* [WHAT TO WORK ON] Write each line out again exactly as written.

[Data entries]

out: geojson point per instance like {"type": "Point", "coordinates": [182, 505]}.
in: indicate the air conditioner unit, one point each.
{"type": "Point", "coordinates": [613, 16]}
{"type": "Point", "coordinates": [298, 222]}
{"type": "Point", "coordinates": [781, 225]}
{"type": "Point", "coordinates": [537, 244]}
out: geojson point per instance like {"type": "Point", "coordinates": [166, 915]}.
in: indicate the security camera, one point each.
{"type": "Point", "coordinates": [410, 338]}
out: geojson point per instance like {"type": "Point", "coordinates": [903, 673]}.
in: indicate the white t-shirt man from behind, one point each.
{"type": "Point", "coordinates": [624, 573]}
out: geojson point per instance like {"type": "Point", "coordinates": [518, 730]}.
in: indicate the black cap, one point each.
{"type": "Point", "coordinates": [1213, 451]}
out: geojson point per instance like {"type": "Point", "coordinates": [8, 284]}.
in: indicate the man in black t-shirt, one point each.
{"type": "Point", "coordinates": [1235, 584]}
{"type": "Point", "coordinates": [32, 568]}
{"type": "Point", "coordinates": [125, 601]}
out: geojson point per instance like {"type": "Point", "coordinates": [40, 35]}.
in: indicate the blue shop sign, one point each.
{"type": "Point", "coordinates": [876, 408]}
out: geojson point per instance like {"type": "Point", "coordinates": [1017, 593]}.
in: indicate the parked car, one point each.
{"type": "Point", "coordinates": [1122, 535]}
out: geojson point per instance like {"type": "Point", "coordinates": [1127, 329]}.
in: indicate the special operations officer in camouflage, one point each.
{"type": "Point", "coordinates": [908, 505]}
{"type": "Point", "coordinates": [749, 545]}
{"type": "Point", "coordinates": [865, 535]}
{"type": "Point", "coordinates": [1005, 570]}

* [OUTPUT]
out: geojson point per instance like {"type": "Point", "coordinates": [182, 505]}.
in: indicate the air conditioner unit, one point each.
{"type": "Point", "coordinates": [613, 16]}
{"type": "Point", "coordinates": [298, 222]}
{"type": "Point", "coordinates": [781, 225]}
{"type": "Point", "coordinates": [537, 244]}
out: geojson point per instance like {"type": "Point", "coordinates": [166, 915]}.
in: indicate the security camera, one point each.
{"type": "Point", "coordinates": [410, 338]}
out: geojson point per instance like {"type": "Point", "coordinates": [903, 673]}.
in: indicate the white t-shirt man from behind, one point each.
{"type": "Point", "coordinates": [624, 573]}
out: geojson point per instance like {"type": "Point", "coordinates": [518, 730]}.
in: indicate the black cap, one point each.
{"type": "Point", "coordinates": [1213, 451]}
out: geojson point per instance like {"type": "Point", "coordinates": [8, 284]}.
in: indicate the man in black t-shirt, one point each.
{"type": "Point", "coordinates": [1235, 584]}
{"type": "Point", "coordinates": [32, 568]}
{"type": "Point", "coordinates": [125, 601]}
out: geojson point per instance like {"type": "Point", "coordinates": [40, 35]}.
in: indicate the blue shop sign, one point each.
{"type": "Point", "coordinates": [876, 408]}
out: geojson point per instance like {"type": "Point", "coordinates": [1017, 593]}.
in: indicate the parked car, one point each.
{"type": "Point", "coordinates": [1122, 535]}
out: geojson point per instance like {"type": "Point", "coordinates": [1127, 329]}.
in: indicate the special operations officer in camouflage, one point each.
{"type": "Point", "coordinates": [908, 505]}
{"type": "Point", "coordinates": [749, 545]}
{"type": "Point", "coordinates": [865, 535]}
{"type": "Point", "coordinates": [1005, 570]}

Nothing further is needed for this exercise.